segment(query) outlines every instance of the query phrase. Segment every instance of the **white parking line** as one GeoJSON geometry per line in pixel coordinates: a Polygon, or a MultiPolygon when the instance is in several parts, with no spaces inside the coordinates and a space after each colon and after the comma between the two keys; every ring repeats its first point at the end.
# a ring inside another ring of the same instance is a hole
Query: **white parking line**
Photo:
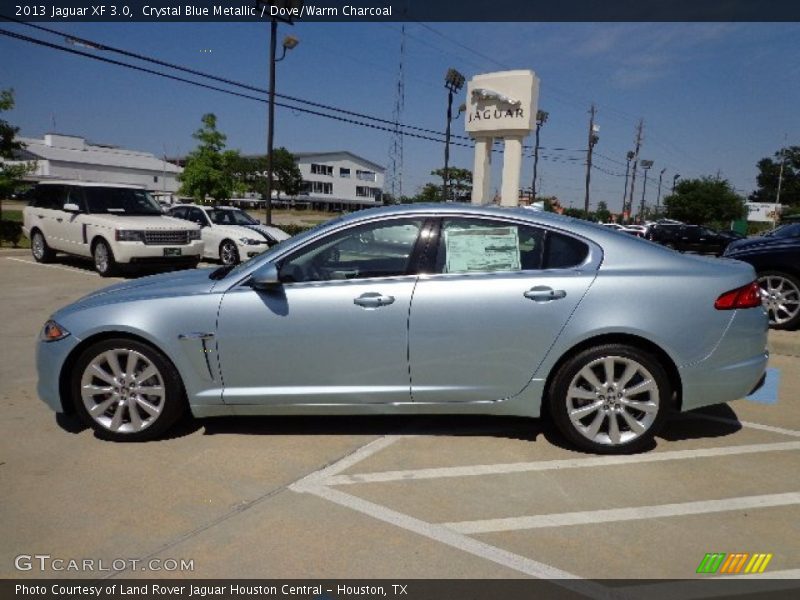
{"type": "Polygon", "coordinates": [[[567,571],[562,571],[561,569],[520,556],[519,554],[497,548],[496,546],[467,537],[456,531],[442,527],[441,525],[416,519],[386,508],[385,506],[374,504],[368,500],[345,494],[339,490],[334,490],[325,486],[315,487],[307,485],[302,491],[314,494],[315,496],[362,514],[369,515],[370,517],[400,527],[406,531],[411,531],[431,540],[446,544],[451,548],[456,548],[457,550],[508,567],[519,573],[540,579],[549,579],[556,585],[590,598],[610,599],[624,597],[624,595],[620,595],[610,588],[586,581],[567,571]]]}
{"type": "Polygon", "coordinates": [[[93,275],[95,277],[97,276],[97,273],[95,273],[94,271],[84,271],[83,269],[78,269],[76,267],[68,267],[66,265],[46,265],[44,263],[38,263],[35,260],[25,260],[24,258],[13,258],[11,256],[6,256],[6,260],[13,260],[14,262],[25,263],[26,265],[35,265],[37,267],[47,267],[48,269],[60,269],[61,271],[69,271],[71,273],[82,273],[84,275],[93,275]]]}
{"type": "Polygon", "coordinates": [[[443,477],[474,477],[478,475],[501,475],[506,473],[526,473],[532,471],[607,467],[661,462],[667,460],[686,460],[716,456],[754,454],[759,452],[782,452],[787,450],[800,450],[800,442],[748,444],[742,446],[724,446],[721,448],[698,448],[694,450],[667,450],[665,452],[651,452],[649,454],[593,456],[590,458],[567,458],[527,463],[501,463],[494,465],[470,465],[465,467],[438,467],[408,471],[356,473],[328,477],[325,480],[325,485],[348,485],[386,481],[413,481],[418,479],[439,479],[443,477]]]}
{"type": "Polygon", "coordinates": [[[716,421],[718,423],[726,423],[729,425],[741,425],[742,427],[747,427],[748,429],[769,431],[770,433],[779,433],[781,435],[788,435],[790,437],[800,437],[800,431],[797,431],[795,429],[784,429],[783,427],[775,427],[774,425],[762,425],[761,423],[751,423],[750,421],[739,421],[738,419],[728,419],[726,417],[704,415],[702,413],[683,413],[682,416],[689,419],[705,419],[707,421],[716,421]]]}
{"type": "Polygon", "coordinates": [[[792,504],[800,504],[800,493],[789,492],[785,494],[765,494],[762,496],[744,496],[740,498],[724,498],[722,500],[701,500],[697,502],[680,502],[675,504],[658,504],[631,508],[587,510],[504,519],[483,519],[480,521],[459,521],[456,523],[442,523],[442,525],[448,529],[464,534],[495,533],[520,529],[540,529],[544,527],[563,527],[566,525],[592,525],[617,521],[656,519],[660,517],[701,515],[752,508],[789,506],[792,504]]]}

┄┄┄┄┄┄

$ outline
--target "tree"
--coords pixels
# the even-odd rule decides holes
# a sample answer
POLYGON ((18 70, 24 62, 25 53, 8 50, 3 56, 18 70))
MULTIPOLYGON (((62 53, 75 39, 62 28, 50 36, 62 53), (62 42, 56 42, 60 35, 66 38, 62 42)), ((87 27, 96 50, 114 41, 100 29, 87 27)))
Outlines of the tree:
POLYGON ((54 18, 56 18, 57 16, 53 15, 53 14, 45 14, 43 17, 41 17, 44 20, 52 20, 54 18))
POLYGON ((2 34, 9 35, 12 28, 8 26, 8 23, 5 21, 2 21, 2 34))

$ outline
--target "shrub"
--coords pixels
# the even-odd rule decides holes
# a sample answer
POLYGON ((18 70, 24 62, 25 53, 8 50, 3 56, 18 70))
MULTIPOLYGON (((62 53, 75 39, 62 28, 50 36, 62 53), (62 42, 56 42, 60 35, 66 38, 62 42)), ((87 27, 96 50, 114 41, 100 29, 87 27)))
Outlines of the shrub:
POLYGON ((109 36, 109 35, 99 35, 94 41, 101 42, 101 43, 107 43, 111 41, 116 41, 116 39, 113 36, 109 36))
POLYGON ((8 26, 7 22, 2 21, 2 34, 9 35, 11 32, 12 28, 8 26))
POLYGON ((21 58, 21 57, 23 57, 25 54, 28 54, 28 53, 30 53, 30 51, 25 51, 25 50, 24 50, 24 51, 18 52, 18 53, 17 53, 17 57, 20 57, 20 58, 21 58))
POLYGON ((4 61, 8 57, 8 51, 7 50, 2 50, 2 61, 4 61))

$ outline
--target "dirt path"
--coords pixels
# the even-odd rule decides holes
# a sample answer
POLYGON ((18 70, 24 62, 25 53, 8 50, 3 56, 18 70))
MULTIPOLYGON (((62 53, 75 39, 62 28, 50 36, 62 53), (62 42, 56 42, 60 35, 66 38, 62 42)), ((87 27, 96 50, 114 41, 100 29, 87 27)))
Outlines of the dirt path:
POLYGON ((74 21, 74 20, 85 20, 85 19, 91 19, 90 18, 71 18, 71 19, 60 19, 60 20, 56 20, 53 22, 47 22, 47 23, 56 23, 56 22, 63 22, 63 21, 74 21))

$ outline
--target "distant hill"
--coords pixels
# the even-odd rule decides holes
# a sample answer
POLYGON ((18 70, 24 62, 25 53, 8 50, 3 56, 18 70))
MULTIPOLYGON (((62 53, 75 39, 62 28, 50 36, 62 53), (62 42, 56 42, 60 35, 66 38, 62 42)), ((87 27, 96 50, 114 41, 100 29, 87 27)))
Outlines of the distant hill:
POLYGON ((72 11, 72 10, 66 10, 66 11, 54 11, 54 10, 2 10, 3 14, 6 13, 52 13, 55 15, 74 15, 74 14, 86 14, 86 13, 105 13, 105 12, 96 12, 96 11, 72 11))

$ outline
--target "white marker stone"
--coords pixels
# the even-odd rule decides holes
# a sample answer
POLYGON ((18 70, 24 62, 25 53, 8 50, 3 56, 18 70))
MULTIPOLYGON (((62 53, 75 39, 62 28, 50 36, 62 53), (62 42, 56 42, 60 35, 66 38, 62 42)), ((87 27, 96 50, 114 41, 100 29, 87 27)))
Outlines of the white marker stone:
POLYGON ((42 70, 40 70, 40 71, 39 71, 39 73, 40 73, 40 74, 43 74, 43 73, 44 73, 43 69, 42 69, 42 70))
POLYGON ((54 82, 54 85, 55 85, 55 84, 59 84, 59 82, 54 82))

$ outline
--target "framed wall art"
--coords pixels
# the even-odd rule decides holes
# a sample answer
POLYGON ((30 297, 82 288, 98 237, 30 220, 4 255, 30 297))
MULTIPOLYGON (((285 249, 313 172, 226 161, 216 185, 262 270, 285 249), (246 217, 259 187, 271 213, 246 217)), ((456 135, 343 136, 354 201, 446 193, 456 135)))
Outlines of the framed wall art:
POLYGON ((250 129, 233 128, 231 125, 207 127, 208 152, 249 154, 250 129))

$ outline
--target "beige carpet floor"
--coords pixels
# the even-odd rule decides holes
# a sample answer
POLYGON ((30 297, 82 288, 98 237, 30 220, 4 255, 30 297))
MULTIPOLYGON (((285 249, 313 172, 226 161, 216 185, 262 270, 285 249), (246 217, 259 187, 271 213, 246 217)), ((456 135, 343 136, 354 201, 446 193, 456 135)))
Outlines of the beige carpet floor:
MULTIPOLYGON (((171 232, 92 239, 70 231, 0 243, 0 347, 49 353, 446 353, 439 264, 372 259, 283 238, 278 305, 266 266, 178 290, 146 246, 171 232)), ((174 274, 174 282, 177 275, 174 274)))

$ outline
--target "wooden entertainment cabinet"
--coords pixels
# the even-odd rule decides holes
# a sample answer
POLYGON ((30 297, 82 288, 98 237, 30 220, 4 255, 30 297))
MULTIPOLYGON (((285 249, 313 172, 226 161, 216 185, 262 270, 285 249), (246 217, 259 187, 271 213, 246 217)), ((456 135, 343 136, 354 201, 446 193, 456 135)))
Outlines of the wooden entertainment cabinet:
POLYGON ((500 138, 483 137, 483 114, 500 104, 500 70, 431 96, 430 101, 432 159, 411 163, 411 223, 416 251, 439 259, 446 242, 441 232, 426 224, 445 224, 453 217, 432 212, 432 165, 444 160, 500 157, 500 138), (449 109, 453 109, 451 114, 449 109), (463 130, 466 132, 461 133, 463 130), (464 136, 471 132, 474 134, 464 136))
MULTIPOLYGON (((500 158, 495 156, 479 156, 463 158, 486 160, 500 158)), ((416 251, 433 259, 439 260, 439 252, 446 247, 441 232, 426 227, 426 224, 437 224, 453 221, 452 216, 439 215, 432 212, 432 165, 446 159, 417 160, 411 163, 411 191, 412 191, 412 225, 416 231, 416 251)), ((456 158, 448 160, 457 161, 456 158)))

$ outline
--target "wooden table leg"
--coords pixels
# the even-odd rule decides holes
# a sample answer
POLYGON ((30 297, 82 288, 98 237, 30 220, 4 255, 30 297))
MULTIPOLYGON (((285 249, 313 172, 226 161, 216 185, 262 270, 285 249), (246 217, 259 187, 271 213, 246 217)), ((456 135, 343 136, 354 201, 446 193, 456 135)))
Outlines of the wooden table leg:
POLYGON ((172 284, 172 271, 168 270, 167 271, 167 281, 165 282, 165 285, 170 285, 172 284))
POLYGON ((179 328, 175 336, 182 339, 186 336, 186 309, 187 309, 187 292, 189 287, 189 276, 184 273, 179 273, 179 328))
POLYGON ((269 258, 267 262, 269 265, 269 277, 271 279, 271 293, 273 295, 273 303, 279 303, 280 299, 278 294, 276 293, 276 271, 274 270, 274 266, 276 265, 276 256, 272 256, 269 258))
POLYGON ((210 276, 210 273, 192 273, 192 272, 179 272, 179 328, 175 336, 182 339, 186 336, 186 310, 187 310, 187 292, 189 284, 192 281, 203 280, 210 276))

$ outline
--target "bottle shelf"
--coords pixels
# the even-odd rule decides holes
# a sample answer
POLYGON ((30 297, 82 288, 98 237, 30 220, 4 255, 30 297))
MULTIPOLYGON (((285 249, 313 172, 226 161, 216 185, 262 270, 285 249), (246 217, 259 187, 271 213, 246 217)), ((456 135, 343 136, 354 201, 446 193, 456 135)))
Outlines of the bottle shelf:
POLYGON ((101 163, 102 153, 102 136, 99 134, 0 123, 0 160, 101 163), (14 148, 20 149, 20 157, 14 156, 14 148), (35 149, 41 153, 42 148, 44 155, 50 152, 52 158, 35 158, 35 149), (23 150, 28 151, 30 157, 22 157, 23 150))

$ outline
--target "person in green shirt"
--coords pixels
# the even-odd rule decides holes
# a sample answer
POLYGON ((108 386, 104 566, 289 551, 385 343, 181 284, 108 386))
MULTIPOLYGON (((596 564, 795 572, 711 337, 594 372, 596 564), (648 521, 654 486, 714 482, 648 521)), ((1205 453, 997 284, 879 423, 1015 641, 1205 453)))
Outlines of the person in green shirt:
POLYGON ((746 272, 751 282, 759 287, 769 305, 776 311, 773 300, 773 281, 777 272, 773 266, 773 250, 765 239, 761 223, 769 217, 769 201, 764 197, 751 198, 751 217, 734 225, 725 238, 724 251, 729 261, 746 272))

┄┄┄┄┄┄

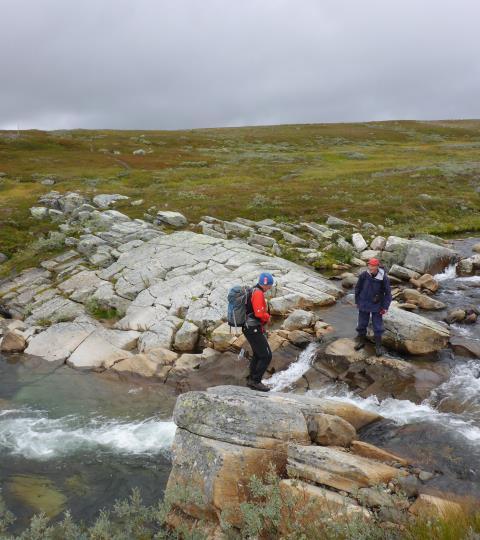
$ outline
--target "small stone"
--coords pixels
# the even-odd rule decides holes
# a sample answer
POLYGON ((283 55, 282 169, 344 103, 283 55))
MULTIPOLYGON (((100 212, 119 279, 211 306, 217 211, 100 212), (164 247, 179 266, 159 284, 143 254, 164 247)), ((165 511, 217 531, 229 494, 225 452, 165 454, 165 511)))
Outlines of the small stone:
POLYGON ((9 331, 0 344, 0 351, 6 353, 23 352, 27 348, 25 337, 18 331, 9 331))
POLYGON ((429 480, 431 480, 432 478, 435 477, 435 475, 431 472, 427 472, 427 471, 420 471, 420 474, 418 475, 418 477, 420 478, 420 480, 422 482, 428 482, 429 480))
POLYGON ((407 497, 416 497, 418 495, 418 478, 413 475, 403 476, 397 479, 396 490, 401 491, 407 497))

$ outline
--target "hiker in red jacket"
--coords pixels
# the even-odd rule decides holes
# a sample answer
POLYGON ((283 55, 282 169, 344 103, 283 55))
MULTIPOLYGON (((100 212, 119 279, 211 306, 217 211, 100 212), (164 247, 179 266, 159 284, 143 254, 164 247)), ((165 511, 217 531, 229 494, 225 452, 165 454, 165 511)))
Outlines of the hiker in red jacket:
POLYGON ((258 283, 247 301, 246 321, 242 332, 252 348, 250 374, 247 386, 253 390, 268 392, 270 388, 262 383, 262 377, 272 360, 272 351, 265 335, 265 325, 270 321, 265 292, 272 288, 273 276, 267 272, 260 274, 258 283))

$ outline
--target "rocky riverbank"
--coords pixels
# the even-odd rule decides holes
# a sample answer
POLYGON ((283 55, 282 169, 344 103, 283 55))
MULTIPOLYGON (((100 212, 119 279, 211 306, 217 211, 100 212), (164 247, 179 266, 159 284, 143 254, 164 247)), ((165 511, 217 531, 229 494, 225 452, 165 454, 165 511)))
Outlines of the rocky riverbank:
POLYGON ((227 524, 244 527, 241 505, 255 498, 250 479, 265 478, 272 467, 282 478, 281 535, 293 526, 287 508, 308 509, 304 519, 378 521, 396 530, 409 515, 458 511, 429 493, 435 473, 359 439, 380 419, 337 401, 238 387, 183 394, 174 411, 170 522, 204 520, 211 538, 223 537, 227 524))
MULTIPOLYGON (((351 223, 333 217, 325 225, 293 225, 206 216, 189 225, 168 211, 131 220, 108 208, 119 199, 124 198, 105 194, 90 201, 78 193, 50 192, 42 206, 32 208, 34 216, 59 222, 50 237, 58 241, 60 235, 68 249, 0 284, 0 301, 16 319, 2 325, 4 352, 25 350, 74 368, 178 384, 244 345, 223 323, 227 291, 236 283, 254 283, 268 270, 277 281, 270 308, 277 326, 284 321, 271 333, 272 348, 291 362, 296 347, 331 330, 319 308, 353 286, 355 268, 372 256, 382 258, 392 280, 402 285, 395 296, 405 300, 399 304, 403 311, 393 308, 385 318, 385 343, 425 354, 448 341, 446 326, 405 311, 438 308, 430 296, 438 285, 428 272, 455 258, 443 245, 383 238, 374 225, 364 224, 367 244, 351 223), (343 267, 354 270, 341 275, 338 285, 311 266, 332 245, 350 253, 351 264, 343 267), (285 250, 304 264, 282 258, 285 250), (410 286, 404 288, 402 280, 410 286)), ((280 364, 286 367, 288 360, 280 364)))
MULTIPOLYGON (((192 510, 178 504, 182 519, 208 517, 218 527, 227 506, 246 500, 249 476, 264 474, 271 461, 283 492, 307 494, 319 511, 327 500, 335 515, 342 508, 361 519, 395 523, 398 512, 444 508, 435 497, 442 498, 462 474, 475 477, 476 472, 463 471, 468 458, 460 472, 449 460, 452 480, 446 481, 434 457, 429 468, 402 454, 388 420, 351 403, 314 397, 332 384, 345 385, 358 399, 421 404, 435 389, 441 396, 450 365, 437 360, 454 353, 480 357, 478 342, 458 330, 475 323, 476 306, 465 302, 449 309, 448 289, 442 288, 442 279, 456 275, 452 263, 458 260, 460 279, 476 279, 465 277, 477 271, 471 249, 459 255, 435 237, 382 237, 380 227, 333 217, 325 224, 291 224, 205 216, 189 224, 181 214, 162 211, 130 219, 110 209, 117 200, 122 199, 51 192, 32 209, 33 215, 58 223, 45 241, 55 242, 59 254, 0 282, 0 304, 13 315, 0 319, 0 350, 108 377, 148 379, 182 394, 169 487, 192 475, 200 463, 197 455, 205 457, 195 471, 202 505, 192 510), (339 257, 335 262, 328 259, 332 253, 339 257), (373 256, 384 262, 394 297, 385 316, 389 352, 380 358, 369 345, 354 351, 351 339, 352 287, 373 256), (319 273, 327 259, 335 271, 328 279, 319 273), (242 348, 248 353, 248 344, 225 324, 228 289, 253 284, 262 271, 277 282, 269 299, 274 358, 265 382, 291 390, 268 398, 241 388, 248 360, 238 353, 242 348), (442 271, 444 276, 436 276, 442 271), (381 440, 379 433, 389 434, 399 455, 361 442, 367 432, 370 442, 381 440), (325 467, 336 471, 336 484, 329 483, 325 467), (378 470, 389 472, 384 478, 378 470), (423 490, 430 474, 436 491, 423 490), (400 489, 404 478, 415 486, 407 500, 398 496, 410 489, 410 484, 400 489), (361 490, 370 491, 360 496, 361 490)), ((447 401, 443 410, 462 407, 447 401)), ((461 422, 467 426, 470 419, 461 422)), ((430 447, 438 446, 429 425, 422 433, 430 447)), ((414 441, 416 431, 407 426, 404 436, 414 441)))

┄┄┄┄┄┄

• _REQUIRED ACTION_: Reproduce exactly, and with no other material, the lines between those holding "segment(query) outlines every" and "Query: **white parking line**", inclusive.

• _SOLUTION FOR THIS EXERCISE_:
segment(query) outlines every instance of the query phrase. Segment every instance of the **white parking line** as one GeoJSON geometry per line in pixel coordinates: a Polygon, or a MultiPolygon when the instance is in several parts, with no spaces inside the coordinates and a space after each colon and after the comma between the two keys; every ring repeats its first point at the end.
# a ring inside another ring of the same instance is a hole
Query: **white parking line**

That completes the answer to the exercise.